** Begin Exercise materials **
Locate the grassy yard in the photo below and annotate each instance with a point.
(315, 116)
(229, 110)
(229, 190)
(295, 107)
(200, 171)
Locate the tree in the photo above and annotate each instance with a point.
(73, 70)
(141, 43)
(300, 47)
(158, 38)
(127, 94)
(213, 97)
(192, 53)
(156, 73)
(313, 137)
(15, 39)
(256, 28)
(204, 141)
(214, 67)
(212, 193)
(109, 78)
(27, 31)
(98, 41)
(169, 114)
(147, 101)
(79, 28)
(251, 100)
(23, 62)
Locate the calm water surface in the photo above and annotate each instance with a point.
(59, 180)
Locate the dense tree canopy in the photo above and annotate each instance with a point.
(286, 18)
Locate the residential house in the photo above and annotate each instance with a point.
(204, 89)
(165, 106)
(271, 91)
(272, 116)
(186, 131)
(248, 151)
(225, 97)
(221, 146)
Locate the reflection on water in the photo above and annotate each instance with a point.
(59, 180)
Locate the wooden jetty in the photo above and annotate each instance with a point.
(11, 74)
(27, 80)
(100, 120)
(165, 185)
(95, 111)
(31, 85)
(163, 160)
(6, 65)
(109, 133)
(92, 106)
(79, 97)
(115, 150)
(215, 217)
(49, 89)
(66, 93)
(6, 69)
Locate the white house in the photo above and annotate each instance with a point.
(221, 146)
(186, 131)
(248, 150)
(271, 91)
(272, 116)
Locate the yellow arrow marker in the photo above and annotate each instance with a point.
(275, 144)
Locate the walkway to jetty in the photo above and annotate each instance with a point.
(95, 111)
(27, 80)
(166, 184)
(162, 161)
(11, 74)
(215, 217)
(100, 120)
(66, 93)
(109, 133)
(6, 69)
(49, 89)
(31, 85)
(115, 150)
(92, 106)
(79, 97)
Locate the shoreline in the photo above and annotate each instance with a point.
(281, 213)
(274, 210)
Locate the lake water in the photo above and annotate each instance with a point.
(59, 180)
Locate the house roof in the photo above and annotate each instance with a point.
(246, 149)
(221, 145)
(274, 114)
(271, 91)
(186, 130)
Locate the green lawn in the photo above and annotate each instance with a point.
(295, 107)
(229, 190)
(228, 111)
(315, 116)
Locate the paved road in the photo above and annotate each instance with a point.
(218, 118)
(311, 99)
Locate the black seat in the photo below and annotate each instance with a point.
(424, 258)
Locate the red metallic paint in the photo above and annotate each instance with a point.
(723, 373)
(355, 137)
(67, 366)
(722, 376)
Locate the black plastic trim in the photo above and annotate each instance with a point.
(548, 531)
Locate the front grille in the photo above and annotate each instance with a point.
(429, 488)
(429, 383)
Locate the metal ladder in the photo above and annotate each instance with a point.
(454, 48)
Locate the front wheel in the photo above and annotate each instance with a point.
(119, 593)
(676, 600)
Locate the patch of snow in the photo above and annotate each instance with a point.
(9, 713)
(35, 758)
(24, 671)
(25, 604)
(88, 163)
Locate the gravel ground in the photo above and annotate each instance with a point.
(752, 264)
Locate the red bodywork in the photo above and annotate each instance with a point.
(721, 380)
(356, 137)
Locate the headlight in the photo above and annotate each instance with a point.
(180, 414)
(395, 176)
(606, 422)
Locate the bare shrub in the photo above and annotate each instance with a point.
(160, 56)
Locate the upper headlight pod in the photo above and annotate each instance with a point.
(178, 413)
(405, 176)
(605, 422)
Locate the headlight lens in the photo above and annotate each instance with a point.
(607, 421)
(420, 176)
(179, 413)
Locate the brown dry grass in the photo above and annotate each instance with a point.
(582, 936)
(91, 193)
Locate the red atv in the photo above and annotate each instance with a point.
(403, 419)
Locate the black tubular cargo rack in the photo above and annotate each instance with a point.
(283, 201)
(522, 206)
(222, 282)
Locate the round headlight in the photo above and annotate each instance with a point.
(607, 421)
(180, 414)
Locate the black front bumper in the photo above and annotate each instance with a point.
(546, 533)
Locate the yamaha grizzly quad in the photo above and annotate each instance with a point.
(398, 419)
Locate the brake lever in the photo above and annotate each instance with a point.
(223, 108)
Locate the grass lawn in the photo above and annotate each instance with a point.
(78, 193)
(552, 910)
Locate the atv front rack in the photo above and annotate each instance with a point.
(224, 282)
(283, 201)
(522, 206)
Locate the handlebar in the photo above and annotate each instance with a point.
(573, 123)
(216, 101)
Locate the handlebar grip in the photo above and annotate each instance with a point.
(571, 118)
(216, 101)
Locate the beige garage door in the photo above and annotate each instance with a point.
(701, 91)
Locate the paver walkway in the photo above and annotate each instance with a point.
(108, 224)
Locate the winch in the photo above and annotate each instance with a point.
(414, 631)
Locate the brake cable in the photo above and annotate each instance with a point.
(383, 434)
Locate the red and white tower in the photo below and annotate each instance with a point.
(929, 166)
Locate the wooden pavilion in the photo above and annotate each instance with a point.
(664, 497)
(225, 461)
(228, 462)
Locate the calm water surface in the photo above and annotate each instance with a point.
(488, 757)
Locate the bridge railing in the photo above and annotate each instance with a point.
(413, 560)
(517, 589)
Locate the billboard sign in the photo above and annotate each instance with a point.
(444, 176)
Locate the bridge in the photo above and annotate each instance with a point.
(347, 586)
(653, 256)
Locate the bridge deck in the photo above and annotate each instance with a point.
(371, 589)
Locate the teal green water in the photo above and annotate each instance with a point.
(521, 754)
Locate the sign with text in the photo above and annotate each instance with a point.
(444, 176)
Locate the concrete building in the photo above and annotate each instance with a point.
** End Exercise materials **
## What is needed
Repeat back the data above, exact to the last character.

## Solution for this task
Locate the grassy yard in the photo below and annotate each instance with a point.
(315, 116)
(229, 110)
(229, 190)
(295, 107)
(200, 171)
Locate the tree in the photo above and annotate each instance with a point.
(73, 70)
(141, 43)
(300, 47)
(158, 38)
(127, 94)
(213, 97)
(192, 53)
(156, 73)
(313, 137)
(15, 39)
(256, 28)
(204, 141)
(214, 67)
(212, 193)
(109, 78)
(27, 31)
(98, 41)
(169, 114)
(147, 101)
(79, 28)
(251, 100)
(23, 62)
Locate the calm water surface in the photo above and annotate each instance with a point.
(59, 180)
Locate the dense tree canopy in the photo above and annotate each instance with a point.
(286, 18)
Locate the residential house in the photo above and annotate each instance with a point.
(204, 89)
(165, 106)
(271, 91)
(272, 116)
(186, 131)
(248, 151)
(225, 97)
(221, 146)
Locate the reflection on water in the photo above and annotate each instance with a point.
(59, 180)
Locate the wooden jetty in the photo above and annotate each instance with a point.
(11, 74)
(27, 80)
(100, 120)
(165, 185)
(95, 111)
(31, 85)
(163, 160)
(6, 65)
(109, 133)
(92, 106)
(79, 97)
(115, 150)
(215, 217)
(49, 89)
(66, 93)
(6, 69)
Locate the white house in the photo above and annotate each instance with a point.
(221, 146)
(186, 131)
(248, 150)
(271, 91)
(272, 116)
Locate the yellow arrow marker in the photo above and annotate each instance with a point.
(275, 144)
Locate the walkway to jetty in the photo above and annotate each instance with a point.
(95, 111)
(27, 80)
(166, 184)
(162, 161)
(11, 74)
(215, 217)
(100, 120)
(66, 93)
(109, 133)
(6, 69)
(49, 89)
(31, 85)
(115, 150)
(92, 106)
(79, 97)
Locate the shoreline in the photo above and annotate each instance with a point.
(281, 213)
(274, 210)
Locate the lake water in the photo above and annotate each instance with a point.
(59, 180)
Locate the house roof in the photo above and annotate each instance with a point.
(246, 149)
(221, 145)
(274, 114)
(271, 91)
(186, 130)
Locate the green lawn in the photo above and annotate each instance with a point.
(295, 107)
(229, 190)
(228, 111)
(315, 116)
Locate the paved road in the photo above and annotate each instance with a point.
(218, 118)
(311, 99)
Locate the black seat in the photo below and annotate each instance with a point.
(424, 258)
Locate the red metallic paint in the photo above and annotate each instance with a point.
(723, 373)
(355, 137)
(67, 366)
(722, 376)
Locate the black plastic trim in the photo above and annotate each instance with a point.
(548, 531)
Locate the front grille in the photo above and annotate each instance with a point.
(429, 488)
(429, 383)
Locate the metal ladder in the photo above and annotate each instance with a point.
(454, 48)
Locate the front wheel in the photo above and annotate each instance with a point.
(119, 593)
(676, 600)
Locate the patch of snow in the photo above and annotate each instance with a point.
(9, 713)
(35, 758)
(24, 671)
(25, 604)
(88, 163)
Locate the gravel ground in the photo above and annotate each instance with a point.
(752, 264)
Locate the red bodywork in the photo above and annotate each instance with a point.
(721, 380)
(356, 137)
Locate the headlight in the photo above and annotate each instance with a point.
(180, 414)
(395, 176)
(606, 422)
Locate the bare shrub in the photo above and annotate each instance with a point.
(160, 56)
Locate the upper headlight pod in the photo above and annotate each instance with a point.
(178, 413)
(405, 176)
(605, 422)
Locate the headlight lens in the photo above and annotate each instance with a point.
(607, 421)
(420, 176)
(179, 413)
Locate the brown dry grass in the photo above and annotate each instance with a point.
(582, 936)
(91, 193)
Locate the red atv in the photo above and annotate each instance with a point.
(403, 419)
Locate the black tubular cargo rack in the photo above and annotate each instance with a point.
(283, 201)
(522, 206)
(222, 282)
Locate the round headlight in the photo above and annotate each instance with a point.
(607, 421)
(180, 414)
Locate the black front bumper in the photo above and annotate each instance with a point.
(546, 533)
Locate the yamaha grizzly quad in the photo above and annotate each instance with a point.
(398, 419)
Locate the brake lever in the photo above and annotate each instance with a point.
(223, 108)
Locate the grass lawn in the photo above and annotate each instance with a point.
(78, 193)
(552, 910)
Locate the atv front rack in the photo above and annotate each instance with a point.
(224, 282)
(283, 201)
(522, 206)
Locate the handlebar in the photo above and annotate each instance with a point.
(573, 123)
(216, 101)
Locate the handlebar grip in the photo above and annotate each instance with a point.
(571, 118)
(216, 101)
Locate the beige garage door in the photo above and annotate each instance with a point.
(701, 91)
Locate the paver walkway in the photo above and annotate each instance with a point.
(108, 224)
Locate the winch in the photo above and annotate each instance with a point.
(414, 631)
Locate the brake cable in the photo above and annotate each instance with a point.
(383, 434)
Locate the red and white tower in the photo below and annotate each instance with a point.
(929, 166)
Locate the wooden pavilion in the photo above and annotate each instance with a point.
(664, 497)
(225, 461)
(228, 462)
Locate the calm water surface in the photo above and annotate each instance with a point.
(488, 757)
Locate the bridge railing in the photo above and annotate each instance with a point.
(413, 560)
(517, 589)
Locate the billboard sign in the photo above and annotate each instance with a point.
(444, 176)
Locate the bridge in the photo above and annotate each instance with a point.
(347, 586)
(653, 256)
Locate the bridge deck in the photo above and annotate each instance with a point.
(371, 589)
Locate the teal green water in the photo above and annotate each instance with a point.
(521, 754)
Locate the sign with text in the photo above and annotate each instance with a point.
(444, 176)
Locate the concrete building in the photo above and annotate each instance with a point.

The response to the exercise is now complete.